◆ **FRAGMENTO CITADO**
Pero la felicidad duró poco. Senjí enfermó del corazón y la señora Yoshie, que no conocía el castellano, armada de un carrito tuvo que salir a ofertar los productos de su huerta. Según afirma, los habitantes del lugar le daban aliento y la ayudaban a expresarse por medio de señas. "Señora japonesa -le decían-, quiero su verdura", y allá partían cargados de productos vegetales. "Se vendía mucho", asegura esta mujer gentil.
Pero no alcanzaba para atender las necesidades de la casa. Sus hijos, que de mañana asistían al colegio, por las tardes tuvieron que trabajar. Hoy la señora Yoshie, rodeada por el afecto familiar y agradecida al país y a la gente de Oberá que tanto le tendió la mano, vive orgullosa de sus cinco hijos, que llevan bajo el brazo, a modo de desafío personal, sus títulos universitarios. Atrás quedaron las amarguras del comienzo, la muerte del señor Senjí en 1982, la melancolía por su tierra y la idea del suicidio que alguna vez rondó por su cabeza y que fue necesario desterrar para afrontar el futuro: "Mi camino no fue fácil, había muchos problemas, muchos escalones que subir; pero a cada peldaño superaba las dificultades y al final valió la pena", dice ahora, satisfecha.

◆ **DATOS PROPORCIONADOS**
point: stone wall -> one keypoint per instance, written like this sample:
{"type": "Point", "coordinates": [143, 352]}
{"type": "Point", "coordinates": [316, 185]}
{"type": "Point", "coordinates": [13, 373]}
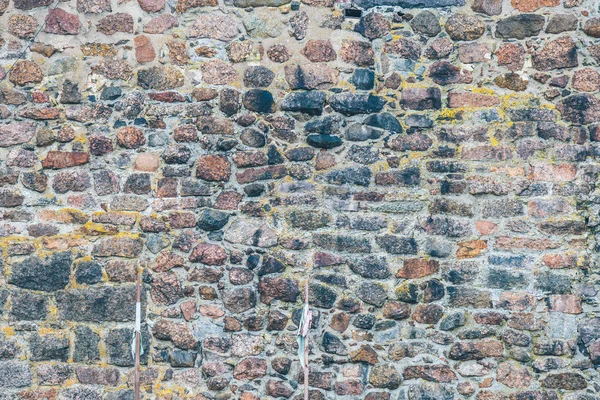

◆ **TAREAS**
1 - Copia otra vez el fragmento sobre la señora Yoshie desde "Pero la felicidad" hasta "esta mujer gentil.", y cambia "huerta" por "chacra".
2 - Según el fragmento sobre la señora Yoshie, ¿en qué año murió el señor Senjí?
El material no tiene ningún papel en este ejercicio.

◆ **SOLUCIONES**
1 -
Pero la felicidad duró poco. Senjí enfermó del corazón y la señora Yoshie, que no conocía el castellano, armada de un carrito tuvo que salir a ofertar los productos de su chacra. Según afirma, los habitantes del lugar le daban aliento y la ayudaban a expresarse por medio de señas. "Señora japonesa -le decían-, quiero su verdura", y allá partían cargados de productos vegetales. "Se vendía mucho", asegura esta mujer gentil.

2 - En 1982.